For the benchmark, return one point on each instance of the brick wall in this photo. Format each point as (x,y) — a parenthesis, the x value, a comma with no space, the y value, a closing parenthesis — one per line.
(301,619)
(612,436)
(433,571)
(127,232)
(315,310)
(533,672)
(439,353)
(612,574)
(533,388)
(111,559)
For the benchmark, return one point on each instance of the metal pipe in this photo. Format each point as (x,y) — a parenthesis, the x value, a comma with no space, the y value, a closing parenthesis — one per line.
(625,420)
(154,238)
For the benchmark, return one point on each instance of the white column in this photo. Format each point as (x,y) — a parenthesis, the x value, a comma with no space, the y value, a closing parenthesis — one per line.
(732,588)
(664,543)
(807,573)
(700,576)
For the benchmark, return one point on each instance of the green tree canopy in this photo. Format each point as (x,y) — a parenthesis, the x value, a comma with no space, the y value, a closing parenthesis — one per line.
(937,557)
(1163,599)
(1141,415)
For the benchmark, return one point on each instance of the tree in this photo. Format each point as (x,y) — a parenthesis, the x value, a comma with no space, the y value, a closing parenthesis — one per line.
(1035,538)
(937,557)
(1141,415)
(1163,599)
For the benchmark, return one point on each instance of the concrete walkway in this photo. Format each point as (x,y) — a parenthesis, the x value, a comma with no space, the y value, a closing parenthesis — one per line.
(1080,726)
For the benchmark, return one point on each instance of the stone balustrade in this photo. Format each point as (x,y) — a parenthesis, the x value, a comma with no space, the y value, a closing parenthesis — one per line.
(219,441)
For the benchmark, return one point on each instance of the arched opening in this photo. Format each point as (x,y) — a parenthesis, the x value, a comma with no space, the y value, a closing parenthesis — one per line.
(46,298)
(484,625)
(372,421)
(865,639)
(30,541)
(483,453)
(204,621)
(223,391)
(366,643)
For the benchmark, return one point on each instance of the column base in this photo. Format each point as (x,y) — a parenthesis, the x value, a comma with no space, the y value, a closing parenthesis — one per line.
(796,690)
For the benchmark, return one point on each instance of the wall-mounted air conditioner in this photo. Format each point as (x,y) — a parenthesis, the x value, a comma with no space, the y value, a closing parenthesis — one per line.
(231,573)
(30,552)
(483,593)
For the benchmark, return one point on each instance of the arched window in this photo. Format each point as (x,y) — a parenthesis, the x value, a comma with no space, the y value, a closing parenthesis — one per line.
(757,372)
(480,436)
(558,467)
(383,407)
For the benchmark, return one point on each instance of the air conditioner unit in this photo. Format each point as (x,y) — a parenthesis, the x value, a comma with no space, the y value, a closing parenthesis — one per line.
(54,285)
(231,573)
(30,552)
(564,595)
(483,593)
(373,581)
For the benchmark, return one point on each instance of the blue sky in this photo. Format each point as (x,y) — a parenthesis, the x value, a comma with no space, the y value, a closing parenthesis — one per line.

- - -

Extract every line of the items above verbatim, in their original order.

For the benchmark, return one point on each instance of the brick wall in this photo. Format each point as (x,y) — a parenthesis, the x value, a comma with no space, the y value, a closing parenthesis — one per line.
(301,619)
(612,436)
(433,571)
(127,232)
(315,310)
(533,672)
(439,353)
(612,574)
(533,388)
(111,559)
For the benchmark, return one point on each instance of the metal pipe in this photo. Format each point as (x,y) — a parenthesis, the x value, a comma with no space, the y value, a closing parenthesis — one per line.
(625,420)
(154,238)
For the benchmark, return one point on each instance of the white column in this photo. Format each point as (x,y) — a parenthesis, the x value, a comma with no space, the y value, a closing parenthesis — one per line.
(732,588)
(664,543)
(807,573)
(700,576)
For the benchmark, return one point on each instance of the green tree canopy in this photo. Format each point as (x,y) — a parenthesis, the x value, a comma with no space, the y value, a closing parenthesis — one per line.
(937,557)
(1163,599)
(1141,415)
For the benchmark, return one point on each instance of the tree in this photo. Format each point as (x,y) — a parenthesis, the x value, a comma with no space, the y value, a closing parenthesis — one per line.
(1035,538)
(937,557)
(1141,415)
(1163,599)
For the benchmark, return one point on each instance of the concrete walkway in this photo. Format each point as (x,y) — a parenthesis, the x value, a comma with no space, the y value, a closing parenthesis — one per line.
(1080,726)
For the benchmark, return one point on each instance of the stone balustrade in this photo. Format each point as (x,y) — a parenthesis, the x value, a comma with no space, the y value, a closing parenthesis — one per line.
(219,441)
For the benchmark, return one point on each instance of the arched opening in this photo. Format each point as (x,y) — a parenthesis, the x value, a comma with no space, the y value, a closing parenthesis — one per line.
(46,298)
(484,625)
(372,421)
(865,639)
(30,541)
(483,453)
(204,621)
(223,391)
(366,643)
For the benchmark, return one point on each instance of the column base in this photo. Format each point as (x,y) — a parenthesis, the x value, a comma with no space, the y value, a closing parenthesis — one per line.
(796,690)
For the benchmark, return one point on each instance of the wall-mounted air conditioner in this photo. Format each point as (x,y) — a parenthesis, the x value, a comma with no space, the y value, a closing parenthesis — one per line.
(231,573)
(30,552)
(483,593)
For the benchmark, return one point on each instance of the arched window in this photo. Format each point as (x,y) — a parenthesis, the x value, a comma with no space, the y value, a closing parenthesis — one per line.
(757,372)
(480,436)
(558,467)
(383,407)
For the benchmark, return one point on each instance of the air conditioner unit in this photo. Format each point as (x,y) — a parenthesis, the x value, a comma with no space, the y value, a closing parenthesis — one per line.
(54,285)
(231,573)
(30,552)
(564,595)
(483,593)
(373,581)
For the benchmark, return one point on each instance of the blue sky in this photo. Format each point as (x,y) — a parenthesis, the x value, a comma with no space, the y value, a closing parenthesis — one per line.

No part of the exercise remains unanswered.